> _TASK DIRECTIONS_: Return the following lines exactly as they appear, with nothing added, removed, or changed.

[Excerpt from a dataset]
******************************

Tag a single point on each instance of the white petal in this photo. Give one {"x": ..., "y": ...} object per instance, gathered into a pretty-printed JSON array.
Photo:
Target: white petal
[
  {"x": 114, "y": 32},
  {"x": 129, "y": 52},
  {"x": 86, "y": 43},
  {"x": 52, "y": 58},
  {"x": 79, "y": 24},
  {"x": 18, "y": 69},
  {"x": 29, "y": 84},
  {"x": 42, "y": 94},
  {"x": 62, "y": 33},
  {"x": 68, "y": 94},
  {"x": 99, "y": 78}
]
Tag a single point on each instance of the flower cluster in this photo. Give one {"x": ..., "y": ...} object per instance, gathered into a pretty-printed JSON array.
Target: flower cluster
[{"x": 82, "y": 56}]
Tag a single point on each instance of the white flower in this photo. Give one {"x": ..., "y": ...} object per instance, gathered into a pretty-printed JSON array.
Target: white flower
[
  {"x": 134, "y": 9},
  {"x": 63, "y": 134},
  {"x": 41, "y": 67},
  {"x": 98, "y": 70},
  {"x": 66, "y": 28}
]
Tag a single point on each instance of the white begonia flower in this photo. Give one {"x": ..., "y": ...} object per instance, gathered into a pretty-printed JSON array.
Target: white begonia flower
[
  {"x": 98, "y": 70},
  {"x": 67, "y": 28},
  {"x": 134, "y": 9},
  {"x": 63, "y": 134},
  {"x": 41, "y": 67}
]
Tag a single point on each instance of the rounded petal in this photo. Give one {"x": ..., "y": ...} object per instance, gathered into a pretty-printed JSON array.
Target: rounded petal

******************************

> _THE RESPONSE_:
Tag a single point on each instance of the white petal in this photo. Give one {"x": ..., "y": ...} object per instance, gathered into a pretty-printed JSON array.
Photo:
Target: white petal
[
  {"x": 114, "y": 32},
  {"x": 129, "y": 52},
  {"x": 86, "y": 43},
  {"x": 52, "y": 58},
  {"x": 79, "y": 24},
  {"x": 18, "y": 69},
  {"x": 29, "y": 84},
  {"x": 42, "y": 94},
  {"x": 62, "y": 33},
  {"x": 68, "y": 94},
  {"x": 99, "y": 78}
]
Tag a single point on each instance of the flower cluster in this photo. Give one {"x": ..., "y": ...} object per instance, gathered into a pretty-printed JSON array.
Target: flower cluster
[{"x": 82, "y": 56}]
Tag a single point on each instance of the white flower in this photo. Give one {"x": ..., "y": ...} object per instance, gathered into a pretty-printed JSON array.
Target: white flower
[
  {"x": 134, "y": 9},
  {"x": 63, "y": 134},
  {"x": 41, "y": 67},
  {"x": 98, "y": 70},
  {"x": 66, "y": 28}
]
Tag a single point on each instance of the white begonia flower in this photo. Give one {"x": ..., "y": ...} object per instance, gathered into a pretty-printed JSON array.
Target: white begonia flower
[
  {"x": 98, "y": 70},
  {"x": 67, "y": 28},
  {"x": 134, "y": 9},
  {"x": 63, "y": 134},
  {"x": 41, "y": 67}
]
Tag a single point on each instance of the rounded petal in this photo. Give one {"x": ..., "y": ...} object per instance, gathered into a pretty-printed JSON array.
Target: rounded petal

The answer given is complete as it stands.